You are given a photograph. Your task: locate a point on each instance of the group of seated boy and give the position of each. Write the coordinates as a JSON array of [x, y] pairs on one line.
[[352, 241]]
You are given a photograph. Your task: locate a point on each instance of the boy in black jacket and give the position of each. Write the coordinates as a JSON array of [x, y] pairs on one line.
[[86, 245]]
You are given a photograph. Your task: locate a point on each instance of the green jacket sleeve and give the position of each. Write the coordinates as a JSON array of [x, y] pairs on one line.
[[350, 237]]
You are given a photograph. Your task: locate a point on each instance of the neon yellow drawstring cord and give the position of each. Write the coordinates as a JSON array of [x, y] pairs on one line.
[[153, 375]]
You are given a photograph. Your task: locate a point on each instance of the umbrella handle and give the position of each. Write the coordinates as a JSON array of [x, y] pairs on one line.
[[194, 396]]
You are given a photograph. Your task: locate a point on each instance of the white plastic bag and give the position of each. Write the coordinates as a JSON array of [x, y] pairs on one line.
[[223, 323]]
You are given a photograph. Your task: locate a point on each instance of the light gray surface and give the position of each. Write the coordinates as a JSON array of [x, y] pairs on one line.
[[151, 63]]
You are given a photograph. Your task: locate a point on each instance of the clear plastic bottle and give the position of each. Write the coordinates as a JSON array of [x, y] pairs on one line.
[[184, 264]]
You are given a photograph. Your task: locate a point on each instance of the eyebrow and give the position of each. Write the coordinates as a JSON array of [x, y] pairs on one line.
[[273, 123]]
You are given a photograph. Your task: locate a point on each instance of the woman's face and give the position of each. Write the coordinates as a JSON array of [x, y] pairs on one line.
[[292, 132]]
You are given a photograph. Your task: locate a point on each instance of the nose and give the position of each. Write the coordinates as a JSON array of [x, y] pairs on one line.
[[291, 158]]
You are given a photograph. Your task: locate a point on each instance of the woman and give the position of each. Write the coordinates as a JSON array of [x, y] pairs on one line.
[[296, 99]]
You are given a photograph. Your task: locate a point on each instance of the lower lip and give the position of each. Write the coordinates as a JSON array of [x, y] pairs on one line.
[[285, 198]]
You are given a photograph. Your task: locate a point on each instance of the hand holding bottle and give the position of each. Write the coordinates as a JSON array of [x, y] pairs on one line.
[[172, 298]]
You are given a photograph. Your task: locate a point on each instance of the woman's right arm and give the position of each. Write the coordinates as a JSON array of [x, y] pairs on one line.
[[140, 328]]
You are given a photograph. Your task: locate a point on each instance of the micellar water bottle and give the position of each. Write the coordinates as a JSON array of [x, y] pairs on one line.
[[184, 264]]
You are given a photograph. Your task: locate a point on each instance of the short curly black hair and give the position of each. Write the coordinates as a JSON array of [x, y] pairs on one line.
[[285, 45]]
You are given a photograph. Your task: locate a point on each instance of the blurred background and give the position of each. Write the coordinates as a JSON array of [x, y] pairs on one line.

+++++

= EXERCISE =
Reproduce the material above in full, exactly.

= RESULT =
You are given a photograph. Your task: locate a point on each instance of the group of seated boy and give the position of each. Write the coordinates as a JSON array of [x, y] pairs on one line.
[[352, 241]]
You are given a photograph. Your task: locate a point on each instance of the boy in black jacket and give the position of each. Write the coordinates as a JSON array of [x, y] pairs on one line.
[[86, 245]]
You are given a photograph. Your task: locate a point on each instance of the green jacket sleeve and give the position of each. Write the coordinates as a JSON array of [x, y] pairs on one line.
[[350, 237]]
You are given a photograph. Your task: locate a point on each instance of the neon yellow drawstring cord and give the position of each. Write the coordinates as a JSON array of [x, y] pairs on one line.
[[153, 375]]
You are given a photograph. Your task: locate a point on each instance of the umbrella handle and give the position of each. Write the coordinates as a JSON array of [x, y] pairs on one line.
[[194, 396]]
You are given a photograph. Your task: locate a point on each instance of the white plastic bag and give the position of each. Write the coordinates as a JSON array of [x, y] pairs on one line.
[[223, 323]]
You are given a photograph. Your task: locate a point on each instance of the light gray surface and give the position of each. Write the coordinates as a JSON array of [x, y] pairs on one line.
[[151, 63]]
You are given a photograph. Your task: locate a point on each instance of the clear plastic bottle and give the position of each. Write the coordinates as a JSON array of [x, y] pairs on one line.
[[184, 264]]
You are given a photograph. Your task: locate a point on each instance of the eyebrow and give the position of each. Write the coordinates as a JSON array of [x, y] pairs on one line.
[[273, 123]]
You are given a photograph. Your task: locate a point on each instance of the woman's face and give the position of each. Write the coordinates as a JSON array of [x, y] pairs on one line.
[[292, 132]]
You are given a photograph. Your task: locate a point on each instance of the nose and give the position of each. Write the coordinates as a JSON array of [x, y] pairs on one line.
[[291, 158]]
You are given a photograph. Your task: locate a point on each instance of the woman and give the position of each. Write the coordinates as a JSON array of [x, y] pairs on one line.
[[296, 99]]
You are given a photograph. Your task: locate a point on each instance of the lower lip and give the position of each. Write the coordinates as a JSON array of [x, y] pairs on one line.
[[285, 198]]
You are given a photograph. Your task: locate a point on each instance of the hand holding bottle and give the position of each. Write the coordinates as a JSON array of [x, y] pairs on one line.
[[172, 298]]
You are given a photograph. Your task: locate a point on each instance of the woman's right arm and give the position of each. Write the coordinates as a JSON array of [x, y] pairs on one line.
[[140, 328]]
You are given a photograph. Your task: locate a point on each instance of the micellar water bottle and give the position of each. Write the coordinates as a JSON array of [x, y] pairs on one line.
[[184, 264]]
You are given a photograph. Your task: locate a point on each instance of the short curly black hair and give the position of each. Write the coordinates as a JSON array of [x, y] pairs on one line.
[[285, 45]]
You are given a photograph. Your task: locate a point on each instance of the blurred background and give the position of each. Write the coordinates as a JSON array of [x, y] pairs on one line.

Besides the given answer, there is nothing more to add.